Selected passage -
┄┄┄┄┄┄┄┄┄┄┄┄┄┄┄┄┄┄┄┄
Theorem. For any point $x$ of a metric space $(X,d)$ the set $R_x:=\{r>0:cl(B(x,r))\ne \bar B(x,r)\}$ has cardinality $|R_x|\le w(X)$, where $w(X)$ stands for the weight of the topology of the metric space $(X,d)$.

Proof. Fix a base $\mathcal W$ of the topology of the space $X$ of cardinality $|\mathcal W|=w(X)$. For every $r\in R_x$ choose a point $x_r\in\bar B(x,r)\setminus cl(B(x,r))$ and find a basic neighborhood $W_r\in\mathcal W$ of $x_r$, which is disjoint with the open ball $B(x,r)$. Assuming that $|R_x|>w(X)=|\mathcal W|$, we can find two distinct real numbers $r<\rho$ in $R_x$ such that $W_r=W_\rho$. Then $x_r\in W_r=W_\rho$ and $x_r\in \bar B(x,r)\subset B(x,\rho)$. So, $x_r\in W_\rho\cap B(x,\rho)=\emptyset$, which is a desired contradiction showing that $|R_x|\le w(X)$.
┄┄┄┄┄┄┄┄┄┄┄┄┄┄┄┄┄┄┄┄
[Dataset rows showing where objects appear]

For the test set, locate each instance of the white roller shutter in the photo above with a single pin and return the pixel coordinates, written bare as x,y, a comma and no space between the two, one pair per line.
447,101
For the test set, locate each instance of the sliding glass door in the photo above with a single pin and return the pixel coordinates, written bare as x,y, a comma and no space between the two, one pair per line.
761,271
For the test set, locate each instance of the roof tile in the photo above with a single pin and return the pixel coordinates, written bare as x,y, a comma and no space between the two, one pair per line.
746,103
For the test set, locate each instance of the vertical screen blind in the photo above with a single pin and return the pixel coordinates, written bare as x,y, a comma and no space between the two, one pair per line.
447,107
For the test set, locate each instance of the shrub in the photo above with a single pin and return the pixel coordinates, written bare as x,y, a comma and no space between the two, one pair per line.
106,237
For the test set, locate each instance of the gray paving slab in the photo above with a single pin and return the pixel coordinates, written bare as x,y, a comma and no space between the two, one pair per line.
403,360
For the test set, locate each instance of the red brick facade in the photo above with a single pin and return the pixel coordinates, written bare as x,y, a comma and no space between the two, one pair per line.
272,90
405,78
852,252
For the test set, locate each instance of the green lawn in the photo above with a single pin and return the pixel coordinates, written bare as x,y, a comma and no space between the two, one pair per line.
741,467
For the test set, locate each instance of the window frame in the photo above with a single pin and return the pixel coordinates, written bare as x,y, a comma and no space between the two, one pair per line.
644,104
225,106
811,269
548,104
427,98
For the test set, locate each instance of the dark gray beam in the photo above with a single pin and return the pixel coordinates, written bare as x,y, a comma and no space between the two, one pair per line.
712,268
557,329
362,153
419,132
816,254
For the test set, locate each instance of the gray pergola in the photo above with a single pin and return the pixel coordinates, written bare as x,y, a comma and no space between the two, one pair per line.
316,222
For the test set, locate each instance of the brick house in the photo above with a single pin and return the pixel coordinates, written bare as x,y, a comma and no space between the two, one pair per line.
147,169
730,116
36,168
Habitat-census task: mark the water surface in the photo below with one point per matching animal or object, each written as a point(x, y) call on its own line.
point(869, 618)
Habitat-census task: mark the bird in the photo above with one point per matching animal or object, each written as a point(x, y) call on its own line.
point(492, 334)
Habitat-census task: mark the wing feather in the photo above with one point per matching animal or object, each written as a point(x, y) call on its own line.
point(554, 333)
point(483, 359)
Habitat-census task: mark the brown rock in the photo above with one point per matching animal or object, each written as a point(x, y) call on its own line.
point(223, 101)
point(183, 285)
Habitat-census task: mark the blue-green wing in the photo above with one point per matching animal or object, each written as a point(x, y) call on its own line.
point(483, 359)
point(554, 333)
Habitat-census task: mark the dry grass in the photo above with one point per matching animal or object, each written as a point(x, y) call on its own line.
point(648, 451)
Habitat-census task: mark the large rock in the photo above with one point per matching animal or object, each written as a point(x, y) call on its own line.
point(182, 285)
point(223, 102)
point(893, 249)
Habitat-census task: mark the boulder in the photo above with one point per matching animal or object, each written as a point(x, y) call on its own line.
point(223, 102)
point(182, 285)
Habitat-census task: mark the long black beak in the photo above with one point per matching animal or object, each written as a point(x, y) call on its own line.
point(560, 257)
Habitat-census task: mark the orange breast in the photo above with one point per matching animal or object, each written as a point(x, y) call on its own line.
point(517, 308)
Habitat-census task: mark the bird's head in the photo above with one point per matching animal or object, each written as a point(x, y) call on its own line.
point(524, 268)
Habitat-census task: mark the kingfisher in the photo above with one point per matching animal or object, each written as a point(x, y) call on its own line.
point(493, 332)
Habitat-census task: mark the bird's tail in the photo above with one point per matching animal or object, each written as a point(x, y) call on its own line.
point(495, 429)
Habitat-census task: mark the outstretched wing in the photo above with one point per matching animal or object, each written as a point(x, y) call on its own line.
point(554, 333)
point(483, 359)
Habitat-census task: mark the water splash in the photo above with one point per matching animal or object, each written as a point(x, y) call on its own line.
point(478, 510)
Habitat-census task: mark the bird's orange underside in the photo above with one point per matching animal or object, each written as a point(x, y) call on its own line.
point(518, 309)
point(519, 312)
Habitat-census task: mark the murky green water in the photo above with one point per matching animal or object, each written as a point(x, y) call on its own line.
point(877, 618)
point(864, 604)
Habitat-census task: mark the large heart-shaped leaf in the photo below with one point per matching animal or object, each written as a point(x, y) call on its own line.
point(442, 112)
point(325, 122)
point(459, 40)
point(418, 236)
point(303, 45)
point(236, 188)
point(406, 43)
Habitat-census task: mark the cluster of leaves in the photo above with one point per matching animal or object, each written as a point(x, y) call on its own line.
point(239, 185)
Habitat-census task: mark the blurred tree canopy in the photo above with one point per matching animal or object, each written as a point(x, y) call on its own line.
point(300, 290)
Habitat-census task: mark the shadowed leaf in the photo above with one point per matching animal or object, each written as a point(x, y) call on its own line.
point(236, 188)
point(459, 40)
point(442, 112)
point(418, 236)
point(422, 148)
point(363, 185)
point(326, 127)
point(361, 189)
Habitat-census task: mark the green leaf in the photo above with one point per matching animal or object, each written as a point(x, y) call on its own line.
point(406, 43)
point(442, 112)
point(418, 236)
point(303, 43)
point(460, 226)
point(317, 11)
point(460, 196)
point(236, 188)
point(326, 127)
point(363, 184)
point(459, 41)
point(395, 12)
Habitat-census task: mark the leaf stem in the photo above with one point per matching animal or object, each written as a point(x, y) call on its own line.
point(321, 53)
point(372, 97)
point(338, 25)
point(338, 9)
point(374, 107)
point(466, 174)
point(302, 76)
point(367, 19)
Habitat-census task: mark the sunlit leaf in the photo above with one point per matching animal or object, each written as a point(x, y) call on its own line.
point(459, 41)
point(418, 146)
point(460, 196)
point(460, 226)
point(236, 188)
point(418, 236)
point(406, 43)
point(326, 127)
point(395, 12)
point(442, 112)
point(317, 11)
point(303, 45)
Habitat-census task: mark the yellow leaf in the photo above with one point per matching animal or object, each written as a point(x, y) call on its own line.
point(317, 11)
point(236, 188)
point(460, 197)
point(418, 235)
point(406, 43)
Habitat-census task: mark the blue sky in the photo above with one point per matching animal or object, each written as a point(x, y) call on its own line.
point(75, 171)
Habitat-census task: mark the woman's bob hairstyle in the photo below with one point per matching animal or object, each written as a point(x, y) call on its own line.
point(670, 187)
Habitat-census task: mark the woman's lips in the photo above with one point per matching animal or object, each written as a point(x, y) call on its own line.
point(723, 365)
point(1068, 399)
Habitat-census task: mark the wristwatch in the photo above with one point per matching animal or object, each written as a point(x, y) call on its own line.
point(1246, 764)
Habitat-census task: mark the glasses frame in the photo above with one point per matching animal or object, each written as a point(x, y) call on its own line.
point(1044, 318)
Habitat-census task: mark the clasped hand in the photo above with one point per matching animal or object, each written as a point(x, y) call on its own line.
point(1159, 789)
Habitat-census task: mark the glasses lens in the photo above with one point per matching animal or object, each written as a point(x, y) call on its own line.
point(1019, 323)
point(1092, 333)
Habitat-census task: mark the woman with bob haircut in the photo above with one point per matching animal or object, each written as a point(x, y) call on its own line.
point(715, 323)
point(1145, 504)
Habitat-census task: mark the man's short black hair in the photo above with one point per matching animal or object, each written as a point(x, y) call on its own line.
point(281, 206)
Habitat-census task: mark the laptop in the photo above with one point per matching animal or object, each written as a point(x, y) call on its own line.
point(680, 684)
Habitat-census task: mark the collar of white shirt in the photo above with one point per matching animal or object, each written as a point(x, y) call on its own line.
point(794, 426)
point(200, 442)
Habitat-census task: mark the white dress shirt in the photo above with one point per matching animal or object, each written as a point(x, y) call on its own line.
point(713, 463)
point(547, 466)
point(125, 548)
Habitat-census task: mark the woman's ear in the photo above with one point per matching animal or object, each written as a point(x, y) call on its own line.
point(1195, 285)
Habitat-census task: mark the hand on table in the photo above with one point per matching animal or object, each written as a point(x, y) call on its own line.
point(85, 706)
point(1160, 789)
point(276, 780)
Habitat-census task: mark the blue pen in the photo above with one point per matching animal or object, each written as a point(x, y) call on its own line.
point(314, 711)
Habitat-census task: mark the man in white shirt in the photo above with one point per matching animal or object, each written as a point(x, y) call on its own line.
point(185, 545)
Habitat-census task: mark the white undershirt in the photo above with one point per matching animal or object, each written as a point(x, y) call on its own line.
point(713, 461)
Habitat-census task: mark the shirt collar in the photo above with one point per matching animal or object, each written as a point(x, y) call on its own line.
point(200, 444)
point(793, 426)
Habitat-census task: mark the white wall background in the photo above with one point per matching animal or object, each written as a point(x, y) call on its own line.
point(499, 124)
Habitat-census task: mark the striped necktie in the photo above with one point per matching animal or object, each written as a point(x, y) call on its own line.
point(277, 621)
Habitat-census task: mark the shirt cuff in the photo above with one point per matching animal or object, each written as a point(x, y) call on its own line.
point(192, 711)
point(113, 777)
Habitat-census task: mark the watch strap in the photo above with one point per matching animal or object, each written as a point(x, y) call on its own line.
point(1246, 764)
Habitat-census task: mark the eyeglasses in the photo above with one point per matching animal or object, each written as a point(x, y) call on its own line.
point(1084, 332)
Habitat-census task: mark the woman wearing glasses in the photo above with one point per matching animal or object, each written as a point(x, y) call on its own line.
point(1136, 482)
┄┄┄┄┄┄┄┄┄┄┄┄┄┄┄┄┄┄┄┄
Work to complete - Please decide whether each statement agrees with the theorem and proof above, answering yes or no and quoting the deciding words: (a) the proof fixes a base of the topology whose cardinality equals the weight of the space; (b) each basic neighborhood $W_r$ is chosen so that it meets the open ball $B(x,r)$; (c) the proof reaches its result directly, without deriving a contradiction.

Answer to the exercise -
(a) Yes: "Fix a base $\mathcal W$ of the topology of the space $X$ of cardinality $|\mathcal W|=w(X)$"
(b) No: "which is disjoint with the open ball $B(x,r)$"
(c) No: "which is a desired contradiction showing that $|R_x|\le w(X)$"